Gray Noise Generator

Noise tuned to your ears instead of a spectrum analyzer. Gray noise reshapes random noise around the ear’s own sensitivity curve - boosting the lows and highs your hearing discounts, easing off the mids it exaggerates - aiming for a wash that sounds equally loud from bottom to top.

gray noise
Volume50%

What is gray noise?

Human hearing is not flat: ears are most sensitive around 2-5 kHz and much less sensitive at the frequency extremes, which is why white noise - technically flat - sounds bright and hissy. Gray noise inverts that sensitivity curve (the equal-loudness contour): it puts extra energy where hearing is weak and less where hearing is strong, so the result is perceived as roughly uniform loudness across the spectrum.

Because equal-loudness contours vary between individuals and with playback level, gray noise is always an approximation - including this one, which combines a strong low-frequency component, a scooped midrange, and a lifted top end. If you have ever wished white noise had more body and less hiss at the same time, gray noise is that wish implemented.

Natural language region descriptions
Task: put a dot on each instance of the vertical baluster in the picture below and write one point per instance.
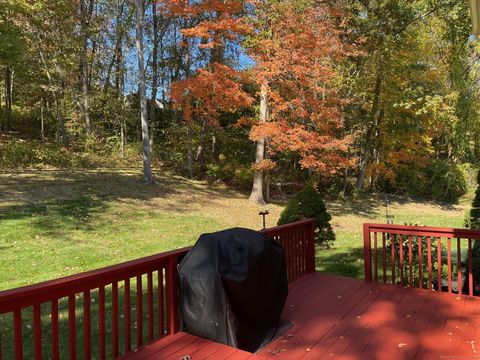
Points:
(410, 259)
(87, 335)
(429, 254)
(115, 349)
(0, 337)
(375, 256)
(161, 320)
(392, 243)
(459, 268)
(139, 312)
(295, 254)
(439, 263)
(384, 258)
(101, 322)
(400, 248)
(470, 272)
(127, 315)
(17, 334)
(288, 249)
(55, 342)
(37, 331)
(72, 335)
(420, 262)
(150, 305)
(172, 298)
(303, 236)
(449, 264)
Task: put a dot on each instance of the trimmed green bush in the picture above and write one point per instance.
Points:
(308, 203)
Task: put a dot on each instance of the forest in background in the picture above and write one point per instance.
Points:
(361, 95)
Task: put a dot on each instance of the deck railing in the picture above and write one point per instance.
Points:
(440, 259)
(298, 242)
(111, 311)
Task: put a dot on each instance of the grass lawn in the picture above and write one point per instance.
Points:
(63, 222)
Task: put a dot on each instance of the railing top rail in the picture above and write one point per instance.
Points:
(53, 289)
(288, 226)
(424, 231)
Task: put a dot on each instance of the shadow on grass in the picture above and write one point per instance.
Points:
(6, 324)
(345, 263)
(57, 203)
(366, 207)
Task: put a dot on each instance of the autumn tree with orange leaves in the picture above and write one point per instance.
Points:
(297, 48)
(216, 87)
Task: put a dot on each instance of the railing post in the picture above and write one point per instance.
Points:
(367, 258)
(172, 296)
(311, 247)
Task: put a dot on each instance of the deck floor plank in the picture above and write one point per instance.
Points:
(342, 318)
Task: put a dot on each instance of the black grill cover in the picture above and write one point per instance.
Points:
(233, 286)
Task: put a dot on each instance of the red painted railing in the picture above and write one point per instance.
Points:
(90, 289)
(111, 311)
(298, 242)
(440, 259)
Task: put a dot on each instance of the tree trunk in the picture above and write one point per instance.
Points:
(42, 120)
(1, 115)
(153, 102)
(122, 140)
(190, 150)
(200, 158)
(84, 67)
(147, 169)
(256, 195)
(370, 132)
(60, 133)
(8, 102)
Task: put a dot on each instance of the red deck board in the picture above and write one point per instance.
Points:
(336, 317)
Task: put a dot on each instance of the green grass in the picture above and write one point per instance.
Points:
(345, 257)
(58, 223)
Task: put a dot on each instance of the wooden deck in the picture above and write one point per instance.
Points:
(343, 318)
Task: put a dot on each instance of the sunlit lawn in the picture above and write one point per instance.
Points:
(59, 223)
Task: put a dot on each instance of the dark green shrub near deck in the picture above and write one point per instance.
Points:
(308, 203)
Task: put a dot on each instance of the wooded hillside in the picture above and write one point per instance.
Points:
(358, 94)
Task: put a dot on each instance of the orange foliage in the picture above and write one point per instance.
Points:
(297, 59)
(216, 89)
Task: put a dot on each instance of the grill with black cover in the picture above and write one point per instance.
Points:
(233, 287)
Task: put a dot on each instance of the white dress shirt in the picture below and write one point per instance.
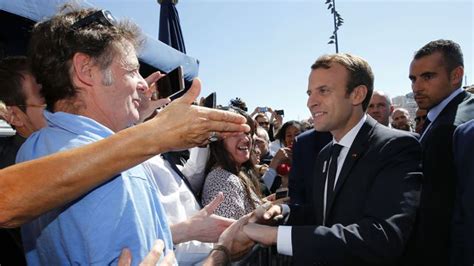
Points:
(284, 241)
(179, 201)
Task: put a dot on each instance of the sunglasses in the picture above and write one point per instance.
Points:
(420, 118)
(103, 17)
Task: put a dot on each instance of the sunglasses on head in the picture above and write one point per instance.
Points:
(103, 17)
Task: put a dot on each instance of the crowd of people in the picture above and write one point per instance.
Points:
(86, 181)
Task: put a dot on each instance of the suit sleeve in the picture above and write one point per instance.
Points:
(387, 218)
(462, 239)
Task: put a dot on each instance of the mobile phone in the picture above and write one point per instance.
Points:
(281, 193)
(280, 112)
(171, 85)
(210, 100)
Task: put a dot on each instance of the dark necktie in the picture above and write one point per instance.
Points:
(335, 150)
(425, 125)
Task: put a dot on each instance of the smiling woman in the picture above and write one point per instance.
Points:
(230, 170)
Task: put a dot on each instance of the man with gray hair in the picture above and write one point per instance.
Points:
(380, 107)
(87, 64)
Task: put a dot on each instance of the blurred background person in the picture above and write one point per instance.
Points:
(286, 136)
(23, 110)
(380, 107)
(231, 170)
(401, 119)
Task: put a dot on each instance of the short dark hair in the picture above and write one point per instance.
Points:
(360, 72)
(12, 74)
(220, 157)
(280, 135)
(54, 42)
(451, 52)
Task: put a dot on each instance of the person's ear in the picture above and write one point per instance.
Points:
(13, 115)
(82, 72)
(358, 94)
(456, 75)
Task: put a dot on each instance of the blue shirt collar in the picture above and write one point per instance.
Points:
(434, 112)
(77, 124)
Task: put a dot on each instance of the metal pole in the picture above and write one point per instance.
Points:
(335, 25)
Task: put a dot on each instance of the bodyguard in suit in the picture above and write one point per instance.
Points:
(366, 182)
(306, 148)
(436, 73)
(463, 221)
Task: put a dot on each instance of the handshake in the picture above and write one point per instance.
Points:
(234, 242)
(255, 227)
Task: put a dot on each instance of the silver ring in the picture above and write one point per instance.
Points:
(213, 137)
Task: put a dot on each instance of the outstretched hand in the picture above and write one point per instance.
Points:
(235, 240)
(151, 259)
(266, 213)
(205, 225)
(182, 125)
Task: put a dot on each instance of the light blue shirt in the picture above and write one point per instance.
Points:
(434, 112)
(124, 212)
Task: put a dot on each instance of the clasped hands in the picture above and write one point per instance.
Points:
(255, 227)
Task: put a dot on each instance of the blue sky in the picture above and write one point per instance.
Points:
(261, 51)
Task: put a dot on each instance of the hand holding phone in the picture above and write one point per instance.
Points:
(210, 100)
(172, 85)
(281, 193)
(280, 112)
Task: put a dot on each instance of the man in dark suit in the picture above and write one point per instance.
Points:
(306, 148)
(462, 239)
(366, 182)
(436, 74)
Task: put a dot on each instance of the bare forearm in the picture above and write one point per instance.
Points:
(216, 258)
(180, 232)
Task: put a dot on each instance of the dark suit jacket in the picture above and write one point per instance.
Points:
(462, 240)
(373, 209)
(305, 150)
(431, 243)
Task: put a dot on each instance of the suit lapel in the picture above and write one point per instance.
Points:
(356, 151)
(319, 174)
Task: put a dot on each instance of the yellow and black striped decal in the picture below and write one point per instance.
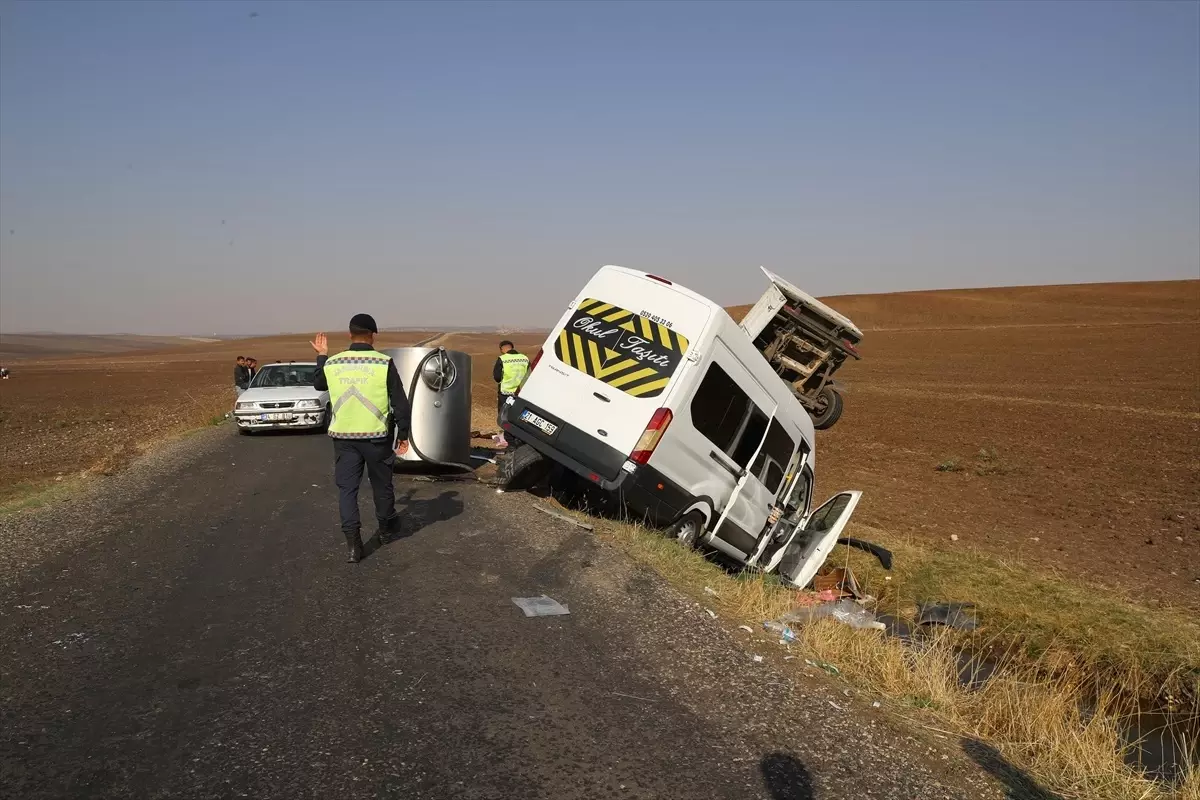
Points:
(625, 350)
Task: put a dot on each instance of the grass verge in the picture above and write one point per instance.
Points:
(35, 494)
(1068, 656)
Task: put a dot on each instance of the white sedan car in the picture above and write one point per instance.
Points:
(281, 397)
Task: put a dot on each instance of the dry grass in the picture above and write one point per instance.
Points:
(1032, 709)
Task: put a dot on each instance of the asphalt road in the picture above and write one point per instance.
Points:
(191, 630)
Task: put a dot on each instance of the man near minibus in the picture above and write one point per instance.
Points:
(370, 411)
(509, 372)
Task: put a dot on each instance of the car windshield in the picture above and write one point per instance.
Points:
(285, 374)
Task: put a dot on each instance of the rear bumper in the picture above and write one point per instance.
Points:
(645, 491)
(583, 455)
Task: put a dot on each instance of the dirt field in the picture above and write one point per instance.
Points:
(1086, 401)
(17, 347)
(1065, 419)
(60, 416)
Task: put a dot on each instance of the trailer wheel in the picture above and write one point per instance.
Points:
(828, 409)
(522, 469)
(688, 529)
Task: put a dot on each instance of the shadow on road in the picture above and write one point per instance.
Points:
(1018, 785)
(786, 777)
(417, 515)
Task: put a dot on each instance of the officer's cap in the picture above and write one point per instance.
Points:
(364, 323)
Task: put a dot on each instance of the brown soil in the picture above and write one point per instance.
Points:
(1067, 420)
(61, 416)
(1071, 416)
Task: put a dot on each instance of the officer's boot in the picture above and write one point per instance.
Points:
(355, 547)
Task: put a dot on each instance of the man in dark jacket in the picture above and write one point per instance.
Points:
(240, 376)
(370, 411)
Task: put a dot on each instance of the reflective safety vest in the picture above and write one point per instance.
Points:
(358, 392)
(516, 367)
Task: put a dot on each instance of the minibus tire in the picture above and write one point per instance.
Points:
(523, 468)
(688, 529)
(832, 411)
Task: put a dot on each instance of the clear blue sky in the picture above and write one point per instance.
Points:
(189, 167)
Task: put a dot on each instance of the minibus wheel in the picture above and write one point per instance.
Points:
(688, 529)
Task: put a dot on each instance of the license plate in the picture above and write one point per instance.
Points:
(538, 422)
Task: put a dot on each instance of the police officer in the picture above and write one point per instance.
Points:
(364, 386)
(509, 372)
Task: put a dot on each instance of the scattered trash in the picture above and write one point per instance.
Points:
(541, 606)
(821, 665)
(635, 697)
(958, 615)
(784, 632)
(839, 581)
(844, 611)
(563, 517)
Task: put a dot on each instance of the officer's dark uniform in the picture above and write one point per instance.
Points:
(364, 386)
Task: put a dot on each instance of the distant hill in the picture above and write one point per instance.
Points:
(15, 347)
(1159, 301)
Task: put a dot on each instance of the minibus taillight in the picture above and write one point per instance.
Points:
(533, 364)
(651, 437)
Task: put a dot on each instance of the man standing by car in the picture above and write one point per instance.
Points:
(240, 376)
(363, 386)
(509, 372)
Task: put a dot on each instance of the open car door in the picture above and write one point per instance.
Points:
(814, 540)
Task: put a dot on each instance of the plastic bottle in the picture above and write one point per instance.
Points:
(784, 632)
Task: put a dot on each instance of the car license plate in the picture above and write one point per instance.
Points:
(538, 422)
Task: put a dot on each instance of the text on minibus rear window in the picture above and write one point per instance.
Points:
(627, 350)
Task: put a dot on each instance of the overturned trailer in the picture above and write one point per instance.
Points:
(805, 342)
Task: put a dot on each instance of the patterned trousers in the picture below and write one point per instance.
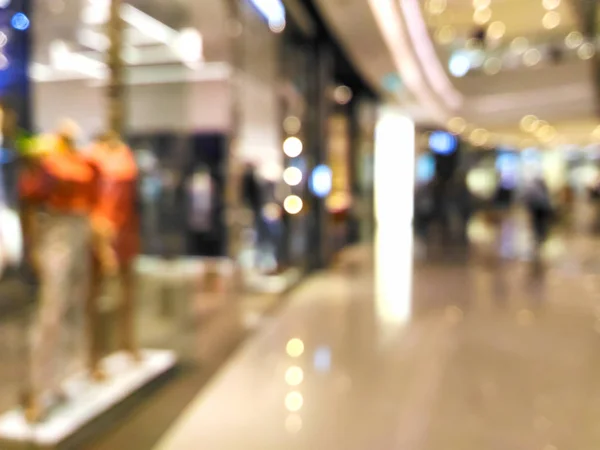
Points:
(57, 332)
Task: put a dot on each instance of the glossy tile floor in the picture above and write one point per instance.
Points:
(484, 354)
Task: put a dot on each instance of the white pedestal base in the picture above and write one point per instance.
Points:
(88, 400)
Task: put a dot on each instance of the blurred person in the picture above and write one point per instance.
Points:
(58, 193)
(464, 205)
(202, 199)
(116, 241)
(253, 198)
(539, 205)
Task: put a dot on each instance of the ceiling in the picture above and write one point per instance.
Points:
(400, 35)
(165, 40)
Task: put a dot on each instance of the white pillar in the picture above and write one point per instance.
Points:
(394, 199)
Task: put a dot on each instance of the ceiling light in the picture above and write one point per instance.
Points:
(492, 66)
(292, 147)
(189, 45)
(292, 176)
(551, 4)
(342, 95)
(574, 39)
(436, 7)
(519, 45)
(292, 125)
(482, 16)
(459, 65)
(479, 137)
(481, 4)
(551, 20)
(586, 51)
(292, 204)
(532, 57)
(528, 123)
(496, 30)
(445, 35)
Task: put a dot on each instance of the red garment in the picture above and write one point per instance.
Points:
(115, 208)
(61, 181)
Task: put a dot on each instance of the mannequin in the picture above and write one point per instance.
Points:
(57, 193)
(116, 241)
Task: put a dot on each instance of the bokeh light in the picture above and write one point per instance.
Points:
(492, 66)
(532, 57)
(529, 123)
(482, 16)
(551, 20)
(436, 7)
(292, 125)
(445, 35)
(342, 95)
(519, 45)
(292, 204)
(295, 348)
(459, 64)
(586, 51)
(321, 180)
(292, 176)
(496, 30)
(20, 22)
(551, 4)
(574, 39)
(292, 147)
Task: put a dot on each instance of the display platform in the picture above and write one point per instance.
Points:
(88, 400)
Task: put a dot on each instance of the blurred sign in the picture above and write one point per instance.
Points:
(339, 161)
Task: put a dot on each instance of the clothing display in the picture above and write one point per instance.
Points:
(59, 192)
(116, 228)
(115, 210)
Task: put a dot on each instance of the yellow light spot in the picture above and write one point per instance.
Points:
(492, 66)
(292, 147)
(482, 16)
(586, 51)
(496, 30)
(574, 39)
(551, 20)
(445, 35)
(532, 57)
(293, 204)
(528, 123)
(292, 176)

**Prompt 1**
According to the gray noise text, at what frequency range are human ears most sensitive?
**Prompt 2**
Print the gray noise text from "Gray Noise Generator" up to and including "is gray noise?".

**Response 1**
Around 2-5 kHz.

**Response 2**
Gray Noise Generator

Noise tuned to your ears instead of a spectrum analyzer. Gray noise reshapes random noise around the ear’s own sensitivity curve - boosting the lows and highs your hearing discounts, easing off the mids it exaggerates - aiming for a wash that sounds equally loud from bottom to top.

gray noise
Volume50%

What is gray noise?